I’ve always had a weird form of Technojoy.  I love technology, I love new gadgets, and I like playing with technological… stuff.  The issue I’ve always had with technology is that it’s prohibitively expensive to always be on the cutting edge.  The cooler, shinier, sleeker, gadget-ier it is, the more expensive it is.  This expense is pretty well directly at odds with my frugal (read: cheap) nature.

There are lots of gadgets which are nearly ubiquitous that I live without, or have lived without until recently.  I’ve never really owned a modern laptop because I have a desktop computer which I keep reasonably well upgraded.  Since I don’t travel that often, a laptop seems like one of those luxuries that I wouldn’t get a lot of use out of.  I do have a “craptop” which is a 12 year-old beast I inherited from my wife when she upgraded, and really the craptop is typically enough for my needs.  It plays my MUD software when I’m on a trip, and has the basics one needs from a mobile computer (internet, wireless, word-processing).  This year my wife will likely upgrade her laptop again (that is, she will replace it with a shiny new one), so I’ll likely once again inherit her old laptop and the craptop will be re-purposed into a satellite media platform for our craft room.

The craptop is very similar to this. I like how the guy that took this picture left his smokes in. Classy.

Smartphones are another gadget I’ve done mostly without.  I do have one now, but it’s about as stupid a smartphone as you can get while still calling it one.  I’ve never been much into the smartphone.  Many of the apps I hear about seem largely useless except in very specific instances and many of these apps require you to pay for their limited functionality.  My dumbphone does what I need from a smartphone: it makes and recieved calls, does text messaging, browses the internet, and takes grainy pictures when I have need.  I’ve also got a few games on it, but I largely use my DS if I want to play a game while on the road.  The only thing I wish it did was GPS, but having seen GPS phones in action, I realize I’m probably better off just buying a dedicated GPS device rather than relying on the kleeky phone version of GPS.

WHAT YOU WILL DO -
(1) From the post about gadgets, extract the passage starting at "Smartphones are another" and ending at "version of GPS.".
(2) Condense the paragraph of the post about gadgets that begins "There are lots of gadgets which are nearly ubiquitous," retaining its principal facts.
(3) Determine whether each statement agrees with the post about gadgets, answering yes or no and quoting the deciding words: (a) The author mostly uses a DS to play games while traveling. (b) The author travels frequently. (c) The author bought the craptop new.
Base every response solely on the post about gadgets.

DATA SHOWN -
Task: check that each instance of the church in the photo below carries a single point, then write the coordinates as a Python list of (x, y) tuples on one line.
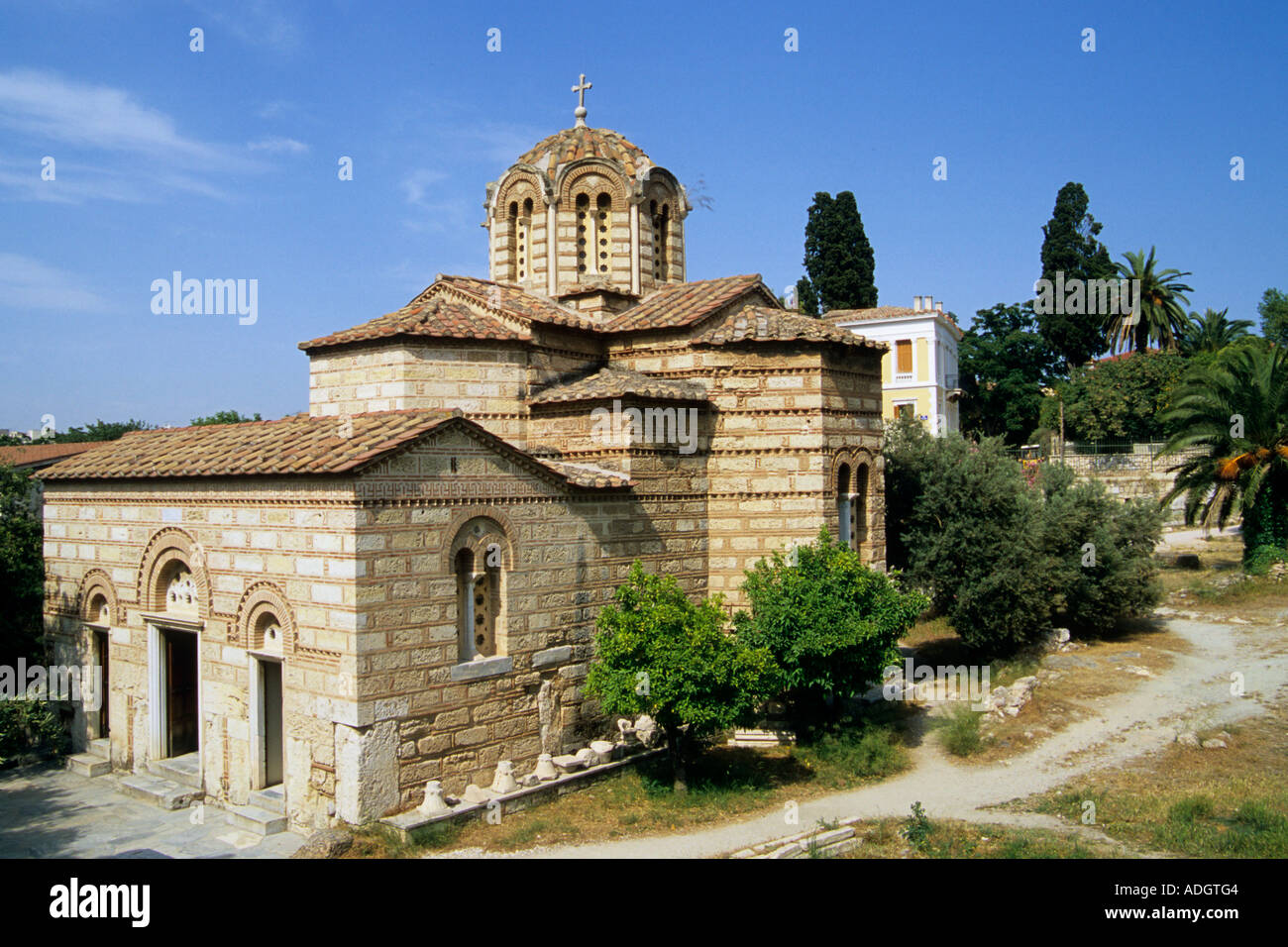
[(314, 616)]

ANSWERS TO THE EXERCISES -
(1)
Smartphones are another gadget I’ve done mostly without.  I do have one now, but it’s about as stupid a smartphone as you can get while still calling it one.  I’ve never been much into the smartphone.  Many of the apps I hear about seem largely useless except in very specific instances and many of these apps require you to pay for their limited functionality.  My dumbphone does what I need from a smartphone: it makes and recieved calls, does text messaging, browses the internet, and takes grainy pictures when I have need.  I’ve also got a few games on it, but I largely use my DS if I want to play a game while on the road.  The only thing I wish it did was GPS, but having seen GPS phones in action, I realize I’m probably better off just buying a dedicated GPS device rather than relying on the kleeky phone version of GPS.

(2) The author does without many common gadgets and has never really owned a modern laptop, relying instead on a reasonably well upgraded desktop computer. Because the author seldom travels, a laptop seems a luxury of little use. The author does have a "craptop," a 12-year-old machine inherited from the author's wife when she upgraded. It is usually sufficient: it runs MUD software on trips and offers internet, wireless, and word-processing. The wife will likely replace her laptop this year, and the author expects to inherit the old one. The craptop would then become a satellite media platform for the craft room.

(3)
(a) Yes: "I largely use my DS if I want to play a game while on the road."
(b) No: "Since I don’t travel that often"
(c) No: "a 12 year-old beast I inherited from my wife when she upgraded"